*Text*.
June 1, 2026 (in 3 days): New York: 22 NYCRR Part 161 takes effect, system-wide AI policy for all UCS courts

Johnson v. Dunn

U.S. District Court, Northern District of Alabama · N.D. Ala. · Alabama bar guidance

Court sanction

Verified May 5, 2026

Citation
Johnson v. Dunn, 792 F.Supp.3d 1241 (N.D. Ala. 2025)
Decided
July 23, 2025

Summary

Three Butler Snow LLP attorneys -- partners Matthew B. Reeves, William J. Cranford, and William R. Lunsford -- filed two discovery motions on behalf of former Alabama Department of Corrections Commissioner Jefferson Dunn in a prisoner civil rights case. The motions contained five fabricated case citations. Partner Reeves had used ChatGPT to generate legal research and did not verify the citations before filing. Butler Snow had adopted a written firm AI use policy in June 2023 that required written approval and independent verification; the policy was not followed.

AI tool:
ChatGPT
This case summary is informational only. Verify the underlying opinion or order against the primary source before relying on it in any filing or client matter.

What sanction did the court impose?

U.S. District Judge Anna Manasco disqualified all three attorneys from representing the defendant for the remainder of the case, directed that the opinion be published in the Federal Supplement, and referred the attorneys to bar regulators in every state where they hold licenses. Sanctioned attorneys were required to disclose the sanctions order to all current clients, opposing counsel, and presiding judges in all pending matters. The court expressly rejected monetary sanctions as insufficiently deterrent: 'If fines and public embarrassment were effective deterrents, there would not be so many cases to cite.' Butler Snow itself was not sanctioned, in recognition of its pre-existing written AI use policy and cooperative response.

Why does Johnson v. Dunn matter for law firms using AI?

*Provided information*.
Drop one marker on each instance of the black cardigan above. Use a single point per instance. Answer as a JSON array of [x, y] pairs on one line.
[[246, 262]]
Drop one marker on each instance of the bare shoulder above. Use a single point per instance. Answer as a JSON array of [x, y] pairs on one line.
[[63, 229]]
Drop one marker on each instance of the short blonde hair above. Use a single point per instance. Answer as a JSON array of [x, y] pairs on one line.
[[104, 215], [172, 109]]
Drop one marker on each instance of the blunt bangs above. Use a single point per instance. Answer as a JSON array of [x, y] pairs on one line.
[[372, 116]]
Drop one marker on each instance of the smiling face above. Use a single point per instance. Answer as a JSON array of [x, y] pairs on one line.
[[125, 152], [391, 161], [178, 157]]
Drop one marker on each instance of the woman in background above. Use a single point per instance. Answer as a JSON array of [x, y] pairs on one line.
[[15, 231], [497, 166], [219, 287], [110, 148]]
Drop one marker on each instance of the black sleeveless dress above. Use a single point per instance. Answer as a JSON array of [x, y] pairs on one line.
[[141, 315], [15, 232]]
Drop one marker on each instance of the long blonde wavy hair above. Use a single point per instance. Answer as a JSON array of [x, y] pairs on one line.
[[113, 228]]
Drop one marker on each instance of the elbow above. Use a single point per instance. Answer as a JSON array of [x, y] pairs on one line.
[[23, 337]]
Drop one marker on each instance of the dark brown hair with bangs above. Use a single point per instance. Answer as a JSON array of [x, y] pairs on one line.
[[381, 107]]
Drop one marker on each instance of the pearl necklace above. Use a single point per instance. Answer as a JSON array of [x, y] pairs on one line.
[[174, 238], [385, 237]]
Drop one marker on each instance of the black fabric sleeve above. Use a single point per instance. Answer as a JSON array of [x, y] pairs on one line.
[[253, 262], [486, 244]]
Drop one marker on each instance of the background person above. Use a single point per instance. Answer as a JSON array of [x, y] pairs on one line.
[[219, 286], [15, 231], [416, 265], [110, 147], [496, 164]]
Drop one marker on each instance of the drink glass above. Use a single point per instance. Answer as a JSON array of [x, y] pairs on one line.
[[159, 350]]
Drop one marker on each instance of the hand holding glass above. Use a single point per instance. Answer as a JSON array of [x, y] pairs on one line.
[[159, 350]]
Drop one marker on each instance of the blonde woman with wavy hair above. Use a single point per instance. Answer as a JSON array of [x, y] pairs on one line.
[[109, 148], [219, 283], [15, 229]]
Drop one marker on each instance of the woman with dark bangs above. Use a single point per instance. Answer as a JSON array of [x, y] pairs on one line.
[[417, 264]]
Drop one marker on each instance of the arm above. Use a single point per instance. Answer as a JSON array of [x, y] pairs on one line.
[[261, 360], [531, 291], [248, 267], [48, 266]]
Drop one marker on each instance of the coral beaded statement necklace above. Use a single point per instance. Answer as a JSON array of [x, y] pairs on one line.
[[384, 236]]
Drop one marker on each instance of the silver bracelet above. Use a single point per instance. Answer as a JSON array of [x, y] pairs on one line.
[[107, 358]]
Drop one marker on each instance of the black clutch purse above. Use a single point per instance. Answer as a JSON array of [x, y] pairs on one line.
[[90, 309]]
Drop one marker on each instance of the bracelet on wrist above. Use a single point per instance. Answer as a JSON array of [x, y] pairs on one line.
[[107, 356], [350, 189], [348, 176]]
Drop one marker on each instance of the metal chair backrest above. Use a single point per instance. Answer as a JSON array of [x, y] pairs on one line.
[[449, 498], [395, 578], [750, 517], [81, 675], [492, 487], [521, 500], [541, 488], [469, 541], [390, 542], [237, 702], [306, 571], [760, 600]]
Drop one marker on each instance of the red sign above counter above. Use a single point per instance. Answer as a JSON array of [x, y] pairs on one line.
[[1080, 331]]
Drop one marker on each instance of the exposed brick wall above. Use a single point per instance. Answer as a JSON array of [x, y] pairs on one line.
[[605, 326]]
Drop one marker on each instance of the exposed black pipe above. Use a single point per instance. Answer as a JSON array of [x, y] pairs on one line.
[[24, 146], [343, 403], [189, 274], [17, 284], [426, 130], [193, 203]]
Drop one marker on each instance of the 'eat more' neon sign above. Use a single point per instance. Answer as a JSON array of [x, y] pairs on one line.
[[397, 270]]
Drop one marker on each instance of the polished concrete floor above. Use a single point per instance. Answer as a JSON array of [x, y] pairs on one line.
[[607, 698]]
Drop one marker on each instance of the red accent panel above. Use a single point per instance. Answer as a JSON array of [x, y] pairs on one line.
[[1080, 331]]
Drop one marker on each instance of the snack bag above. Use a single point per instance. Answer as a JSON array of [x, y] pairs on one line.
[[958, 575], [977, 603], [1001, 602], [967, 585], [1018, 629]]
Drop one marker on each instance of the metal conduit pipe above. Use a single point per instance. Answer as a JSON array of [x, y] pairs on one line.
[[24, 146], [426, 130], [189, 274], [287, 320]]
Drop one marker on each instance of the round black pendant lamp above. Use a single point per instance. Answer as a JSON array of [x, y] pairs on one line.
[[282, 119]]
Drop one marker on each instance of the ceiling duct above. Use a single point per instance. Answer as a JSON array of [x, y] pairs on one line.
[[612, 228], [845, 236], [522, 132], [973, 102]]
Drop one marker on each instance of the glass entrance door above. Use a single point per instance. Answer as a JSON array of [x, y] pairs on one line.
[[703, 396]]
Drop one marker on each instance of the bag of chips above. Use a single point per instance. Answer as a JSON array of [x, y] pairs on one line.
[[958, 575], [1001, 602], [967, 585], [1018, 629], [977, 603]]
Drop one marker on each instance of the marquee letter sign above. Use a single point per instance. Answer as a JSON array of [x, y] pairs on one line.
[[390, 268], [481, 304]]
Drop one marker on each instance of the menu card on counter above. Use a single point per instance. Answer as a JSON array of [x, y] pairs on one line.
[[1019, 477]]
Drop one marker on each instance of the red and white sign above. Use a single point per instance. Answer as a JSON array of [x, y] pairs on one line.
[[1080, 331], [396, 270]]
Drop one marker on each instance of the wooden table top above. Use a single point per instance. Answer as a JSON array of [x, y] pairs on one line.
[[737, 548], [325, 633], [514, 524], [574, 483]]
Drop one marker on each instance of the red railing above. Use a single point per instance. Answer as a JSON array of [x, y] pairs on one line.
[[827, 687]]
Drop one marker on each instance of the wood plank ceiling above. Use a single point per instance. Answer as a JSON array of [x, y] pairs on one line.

* * *

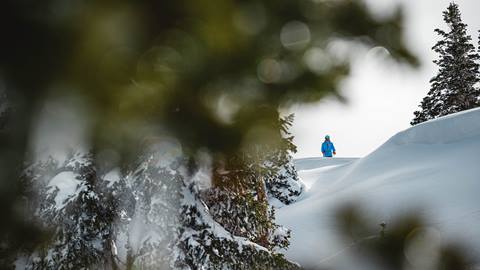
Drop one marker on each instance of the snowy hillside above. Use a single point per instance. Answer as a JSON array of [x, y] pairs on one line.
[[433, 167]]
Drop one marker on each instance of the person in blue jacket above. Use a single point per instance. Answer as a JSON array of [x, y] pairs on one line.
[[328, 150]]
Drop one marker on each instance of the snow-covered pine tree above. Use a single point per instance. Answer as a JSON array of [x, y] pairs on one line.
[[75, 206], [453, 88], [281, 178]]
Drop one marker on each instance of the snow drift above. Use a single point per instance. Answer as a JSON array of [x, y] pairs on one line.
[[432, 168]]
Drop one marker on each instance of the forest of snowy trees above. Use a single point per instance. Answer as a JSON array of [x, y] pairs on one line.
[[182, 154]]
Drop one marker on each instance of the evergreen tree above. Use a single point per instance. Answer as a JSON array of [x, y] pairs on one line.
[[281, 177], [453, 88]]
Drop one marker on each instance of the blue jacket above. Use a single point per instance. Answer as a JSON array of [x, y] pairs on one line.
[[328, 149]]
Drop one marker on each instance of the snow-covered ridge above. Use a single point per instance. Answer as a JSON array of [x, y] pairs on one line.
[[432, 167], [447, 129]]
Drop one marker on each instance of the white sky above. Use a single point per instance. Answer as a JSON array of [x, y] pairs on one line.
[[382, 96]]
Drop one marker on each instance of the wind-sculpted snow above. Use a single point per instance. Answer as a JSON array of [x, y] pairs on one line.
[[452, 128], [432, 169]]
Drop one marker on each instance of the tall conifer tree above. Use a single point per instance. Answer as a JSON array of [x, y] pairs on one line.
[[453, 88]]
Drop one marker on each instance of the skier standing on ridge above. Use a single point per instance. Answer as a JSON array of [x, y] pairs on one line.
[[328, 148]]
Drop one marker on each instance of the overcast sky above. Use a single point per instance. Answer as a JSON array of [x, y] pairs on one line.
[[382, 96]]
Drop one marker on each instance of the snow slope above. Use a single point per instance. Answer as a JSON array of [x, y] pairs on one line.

*Problems to solve*.
(1) In the Johnson v. Dunn case summary, write out the passage from "Verified May 5, 2026" to "was not followed." word for word.
(2) According to the Johnson v. Dunn case summary, which judge disqualified the three attorneys?

*Exercise results*.
(1)
Verified May 5, 2026

Citation
Johnson v. Dunn, 792 F.Supp.3d 1241 (N.D. Ala. 2025)
Decided
July 23, 2025

Summary

Three Butler Snow LLP attorneys -- partners Matthew B. Reeves, William J. Cranford, and William R. Lunsford -- filed two discovery motions on behalf of former Alabama Department of Corrections Commissioner Jefferson Dunn in a prisoner civil rights case. The motions contained five fabricated case citations. Partner Reeves had used ChatGPT to generate legal research and did not verify the citations before filing. Butler Snow had adopted a written firm AI use policy in June 2023 that required written approval and independent verification; the policy was not followed.

(2) U.S. District Judge Anna Manasco.